**** TEXTE SOURCE ****

Non seulement l’institution  a joué un rôle de premier plan dans le report successif des scrutins, mais elle est aussi responsable de la pagaille qui a entouré le vote et plus encore de l’opacité qui a affecté la compilation des résultats et leur proclamation.  

Partir tout en restant, organiser l’alternance sans rupture avec la continuité dans la gestion de l’appareil d’Etat, c’est ce pari astucieux qu’est en passe de réussir Joseph Kabila deux ans après la fin officielle de son mandat. Chapeau bas, l’artiste ! Malgré le tragique de la situation, ce qui se passe en RDC, c’est du grand art politicien ou un raffinement de roublardise despotique, c’est selon.

 

En tout cas, l’un et l’autre requièrent une intelligence, l’habileté dans des tractations secrètes qu’on n’avait pas soupçonnée chez les maîtres de Kinshasa, eux qui nous avaient habitués à la brutalité grossière et autres méthodes à la hussarde pour mater les manifestations des partis d’opposition. Ce coup-ci, ils ont réussi à diviser leurs opposants au point même de trouver en Félix Tshisekedi, un de leurs contempteurs d’hier, un allié du moment, le cheval de Troie ou l’épouvantail qui leur permet de créer l’illusion d’une alternance au sommet de l’Etat.

****

OBJECTIF DE L'EXERCICE:
D'après le texte source, quel ancien contempteur des maîtres de Kinshasa est devenu leur allié du moment ? Les enregistrements n'ont aucun lien avec le texte source.

**** EXTRAIT DE DONNÉES ****

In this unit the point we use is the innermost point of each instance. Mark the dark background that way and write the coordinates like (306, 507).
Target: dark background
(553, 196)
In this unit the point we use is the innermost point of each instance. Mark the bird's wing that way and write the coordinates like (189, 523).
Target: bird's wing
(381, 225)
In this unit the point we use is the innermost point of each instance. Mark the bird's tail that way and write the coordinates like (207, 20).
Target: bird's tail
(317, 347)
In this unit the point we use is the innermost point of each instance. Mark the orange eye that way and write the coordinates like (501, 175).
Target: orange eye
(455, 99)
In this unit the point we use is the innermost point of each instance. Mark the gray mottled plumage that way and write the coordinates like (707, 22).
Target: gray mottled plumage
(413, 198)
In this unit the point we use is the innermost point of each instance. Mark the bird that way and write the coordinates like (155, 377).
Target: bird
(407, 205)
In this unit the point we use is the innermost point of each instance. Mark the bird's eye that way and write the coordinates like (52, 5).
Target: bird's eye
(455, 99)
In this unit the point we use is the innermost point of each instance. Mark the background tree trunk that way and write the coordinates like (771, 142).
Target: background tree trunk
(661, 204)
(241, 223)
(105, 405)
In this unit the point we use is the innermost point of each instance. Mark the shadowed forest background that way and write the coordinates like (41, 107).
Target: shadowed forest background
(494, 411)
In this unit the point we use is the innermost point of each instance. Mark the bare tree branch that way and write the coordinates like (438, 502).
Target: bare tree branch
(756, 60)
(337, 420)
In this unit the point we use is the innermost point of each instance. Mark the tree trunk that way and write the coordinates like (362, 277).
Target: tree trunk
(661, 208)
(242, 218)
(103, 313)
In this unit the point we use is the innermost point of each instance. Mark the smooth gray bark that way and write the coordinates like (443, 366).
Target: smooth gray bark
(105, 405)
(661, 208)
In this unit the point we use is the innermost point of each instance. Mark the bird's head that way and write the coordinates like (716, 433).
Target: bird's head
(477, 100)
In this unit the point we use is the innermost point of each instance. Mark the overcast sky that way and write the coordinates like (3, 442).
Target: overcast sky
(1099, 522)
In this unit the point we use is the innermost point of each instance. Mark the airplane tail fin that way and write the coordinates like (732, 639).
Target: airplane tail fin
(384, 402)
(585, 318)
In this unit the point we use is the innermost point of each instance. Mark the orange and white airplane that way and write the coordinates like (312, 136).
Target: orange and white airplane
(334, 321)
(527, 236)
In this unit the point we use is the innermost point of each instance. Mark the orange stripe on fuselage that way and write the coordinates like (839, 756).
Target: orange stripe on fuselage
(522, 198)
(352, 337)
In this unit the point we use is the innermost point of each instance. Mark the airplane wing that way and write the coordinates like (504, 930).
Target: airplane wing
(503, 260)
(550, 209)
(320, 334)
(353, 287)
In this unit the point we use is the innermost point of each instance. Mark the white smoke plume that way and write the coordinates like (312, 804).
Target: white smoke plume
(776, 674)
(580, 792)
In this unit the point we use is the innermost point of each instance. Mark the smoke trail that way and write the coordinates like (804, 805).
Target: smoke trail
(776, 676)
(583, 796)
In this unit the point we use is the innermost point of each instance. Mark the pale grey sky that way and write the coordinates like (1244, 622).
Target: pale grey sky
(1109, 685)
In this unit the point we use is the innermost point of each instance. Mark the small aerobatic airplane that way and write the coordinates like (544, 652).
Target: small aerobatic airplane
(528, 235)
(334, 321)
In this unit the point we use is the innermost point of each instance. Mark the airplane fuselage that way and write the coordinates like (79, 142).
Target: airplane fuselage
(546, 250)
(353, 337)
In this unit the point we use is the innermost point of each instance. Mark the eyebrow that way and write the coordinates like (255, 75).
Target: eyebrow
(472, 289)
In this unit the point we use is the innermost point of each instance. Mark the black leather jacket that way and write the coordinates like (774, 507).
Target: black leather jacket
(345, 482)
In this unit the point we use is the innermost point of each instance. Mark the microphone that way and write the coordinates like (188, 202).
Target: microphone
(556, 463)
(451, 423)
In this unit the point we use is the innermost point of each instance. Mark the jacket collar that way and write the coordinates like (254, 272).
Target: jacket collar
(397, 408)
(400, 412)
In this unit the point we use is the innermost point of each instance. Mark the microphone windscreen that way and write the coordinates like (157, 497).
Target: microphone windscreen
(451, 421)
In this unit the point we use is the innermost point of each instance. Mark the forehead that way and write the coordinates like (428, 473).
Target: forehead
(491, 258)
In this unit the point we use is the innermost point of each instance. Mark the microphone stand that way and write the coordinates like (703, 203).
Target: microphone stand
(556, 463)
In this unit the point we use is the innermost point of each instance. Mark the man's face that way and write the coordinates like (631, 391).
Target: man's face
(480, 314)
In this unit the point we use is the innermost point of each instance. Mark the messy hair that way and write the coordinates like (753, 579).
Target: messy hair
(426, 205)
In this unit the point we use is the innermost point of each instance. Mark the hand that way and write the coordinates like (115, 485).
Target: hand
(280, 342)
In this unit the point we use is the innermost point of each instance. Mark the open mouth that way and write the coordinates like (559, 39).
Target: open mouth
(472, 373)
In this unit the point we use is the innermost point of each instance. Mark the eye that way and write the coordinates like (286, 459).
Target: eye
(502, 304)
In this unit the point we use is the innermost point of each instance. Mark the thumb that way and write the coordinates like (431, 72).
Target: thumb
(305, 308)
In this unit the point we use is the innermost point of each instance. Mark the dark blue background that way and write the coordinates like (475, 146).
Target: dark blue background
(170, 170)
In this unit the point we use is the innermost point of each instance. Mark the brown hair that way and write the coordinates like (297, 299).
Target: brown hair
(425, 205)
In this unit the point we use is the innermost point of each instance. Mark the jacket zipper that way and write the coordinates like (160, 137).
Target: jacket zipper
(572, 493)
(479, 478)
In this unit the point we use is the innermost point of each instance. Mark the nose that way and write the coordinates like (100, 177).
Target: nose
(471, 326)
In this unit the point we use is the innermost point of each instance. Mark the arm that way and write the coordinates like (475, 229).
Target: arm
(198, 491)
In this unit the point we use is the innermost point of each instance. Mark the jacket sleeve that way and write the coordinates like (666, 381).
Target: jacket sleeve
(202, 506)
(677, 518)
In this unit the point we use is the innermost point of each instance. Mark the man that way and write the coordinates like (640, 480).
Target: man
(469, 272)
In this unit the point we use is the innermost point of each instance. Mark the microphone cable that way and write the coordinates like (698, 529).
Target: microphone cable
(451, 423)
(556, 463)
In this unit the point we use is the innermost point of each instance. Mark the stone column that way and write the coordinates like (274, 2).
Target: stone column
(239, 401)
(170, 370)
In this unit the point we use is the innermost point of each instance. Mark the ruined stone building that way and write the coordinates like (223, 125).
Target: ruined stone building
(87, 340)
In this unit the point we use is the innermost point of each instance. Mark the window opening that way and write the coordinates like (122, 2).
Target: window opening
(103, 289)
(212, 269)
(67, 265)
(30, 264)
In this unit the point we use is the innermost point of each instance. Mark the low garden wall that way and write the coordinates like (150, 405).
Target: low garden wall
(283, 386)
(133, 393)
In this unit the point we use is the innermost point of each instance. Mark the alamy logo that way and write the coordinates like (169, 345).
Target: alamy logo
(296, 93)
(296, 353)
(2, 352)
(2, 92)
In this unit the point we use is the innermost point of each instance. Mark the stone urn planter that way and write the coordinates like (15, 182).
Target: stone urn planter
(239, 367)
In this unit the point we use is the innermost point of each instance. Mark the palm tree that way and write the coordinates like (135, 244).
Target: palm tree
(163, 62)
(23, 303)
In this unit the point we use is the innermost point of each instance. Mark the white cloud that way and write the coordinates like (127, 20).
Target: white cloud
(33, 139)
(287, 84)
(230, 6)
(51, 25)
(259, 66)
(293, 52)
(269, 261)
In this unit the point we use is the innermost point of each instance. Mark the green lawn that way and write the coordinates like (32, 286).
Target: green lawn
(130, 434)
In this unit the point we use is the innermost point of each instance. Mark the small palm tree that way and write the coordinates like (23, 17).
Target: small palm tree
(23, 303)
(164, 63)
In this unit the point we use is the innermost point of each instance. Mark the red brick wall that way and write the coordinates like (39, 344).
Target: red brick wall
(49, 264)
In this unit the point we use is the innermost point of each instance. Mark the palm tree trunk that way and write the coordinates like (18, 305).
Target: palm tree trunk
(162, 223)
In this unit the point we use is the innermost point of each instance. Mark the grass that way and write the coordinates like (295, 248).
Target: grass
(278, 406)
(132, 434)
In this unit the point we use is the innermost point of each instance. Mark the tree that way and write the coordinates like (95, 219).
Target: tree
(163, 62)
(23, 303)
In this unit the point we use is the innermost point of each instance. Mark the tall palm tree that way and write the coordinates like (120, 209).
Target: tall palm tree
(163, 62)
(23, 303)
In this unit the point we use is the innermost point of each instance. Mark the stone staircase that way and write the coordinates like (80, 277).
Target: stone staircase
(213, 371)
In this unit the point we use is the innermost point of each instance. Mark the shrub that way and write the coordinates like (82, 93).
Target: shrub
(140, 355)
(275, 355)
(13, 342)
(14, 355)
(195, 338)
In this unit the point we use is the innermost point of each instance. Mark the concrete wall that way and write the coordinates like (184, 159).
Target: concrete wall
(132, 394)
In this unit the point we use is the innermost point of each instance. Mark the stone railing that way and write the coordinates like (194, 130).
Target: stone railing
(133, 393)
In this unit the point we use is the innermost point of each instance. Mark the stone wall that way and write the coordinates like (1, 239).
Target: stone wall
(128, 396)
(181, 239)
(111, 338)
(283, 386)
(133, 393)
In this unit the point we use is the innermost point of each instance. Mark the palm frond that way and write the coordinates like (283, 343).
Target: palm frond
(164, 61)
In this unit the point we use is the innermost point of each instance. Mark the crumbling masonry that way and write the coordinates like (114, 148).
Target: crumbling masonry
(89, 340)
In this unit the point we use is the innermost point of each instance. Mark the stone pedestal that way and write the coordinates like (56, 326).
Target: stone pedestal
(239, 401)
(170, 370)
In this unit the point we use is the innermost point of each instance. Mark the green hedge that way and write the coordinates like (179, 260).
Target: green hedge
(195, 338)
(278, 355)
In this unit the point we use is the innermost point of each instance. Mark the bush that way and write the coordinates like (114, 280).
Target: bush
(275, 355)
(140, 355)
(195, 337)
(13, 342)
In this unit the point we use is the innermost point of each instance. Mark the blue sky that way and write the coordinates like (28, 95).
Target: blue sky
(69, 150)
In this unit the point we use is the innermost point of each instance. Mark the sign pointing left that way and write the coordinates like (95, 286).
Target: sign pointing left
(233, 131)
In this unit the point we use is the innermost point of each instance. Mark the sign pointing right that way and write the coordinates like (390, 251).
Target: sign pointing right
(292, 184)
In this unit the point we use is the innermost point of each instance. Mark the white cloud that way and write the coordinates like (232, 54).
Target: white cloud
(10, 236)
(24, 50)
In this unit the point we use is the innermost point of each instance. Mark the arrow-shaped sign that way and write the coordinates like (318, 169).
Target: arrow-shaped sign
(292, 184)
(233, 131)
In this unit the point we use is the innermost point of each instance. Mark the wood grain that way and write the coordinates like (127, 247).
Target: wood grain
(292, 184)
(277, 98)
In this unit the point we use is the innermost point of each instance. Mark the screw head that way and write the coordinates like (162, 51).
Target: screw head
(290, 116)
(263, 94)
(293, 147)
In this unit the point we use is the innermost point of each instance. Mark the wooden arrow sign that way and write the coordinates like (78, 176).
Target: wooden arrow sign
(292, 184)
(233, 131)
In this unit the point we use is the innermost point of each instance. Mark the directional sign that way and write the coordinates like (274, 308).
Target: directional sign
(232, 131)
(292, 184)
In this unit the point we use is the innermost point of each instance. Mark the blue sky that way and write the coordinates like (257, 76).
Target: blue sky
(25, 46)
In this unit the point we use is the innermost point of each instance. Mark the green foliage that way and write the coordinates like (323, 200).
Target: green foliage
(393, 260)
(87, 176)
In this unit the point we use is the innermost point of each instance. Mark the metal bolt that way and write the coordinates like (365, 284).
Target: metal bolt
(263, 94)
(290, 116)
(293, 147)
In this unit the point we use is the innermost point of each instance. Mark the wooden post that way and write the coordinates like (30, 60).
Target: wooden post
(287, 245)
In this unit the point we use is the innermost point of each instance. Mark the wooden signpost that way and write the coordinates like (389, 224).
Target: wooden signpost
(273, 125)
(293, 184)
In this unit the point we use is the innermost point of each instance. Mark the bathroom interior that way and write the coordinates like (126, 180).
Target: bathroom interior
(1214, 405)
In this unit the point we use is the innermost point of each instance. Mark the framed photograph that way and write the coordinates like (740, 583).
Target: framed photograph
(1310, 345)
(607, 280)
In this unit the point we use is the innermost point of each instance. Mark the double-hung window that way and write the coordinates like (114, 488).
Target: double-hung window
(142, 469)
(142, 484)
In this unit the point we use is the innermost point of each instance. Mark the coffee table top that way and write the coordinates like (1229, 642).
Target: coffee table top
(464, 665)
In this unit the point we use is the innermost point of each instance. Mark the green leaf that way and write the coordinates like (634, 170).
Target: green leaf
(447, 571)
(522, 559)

****

RÉPONSE ATTENDUE:
Félix Tshisekedi.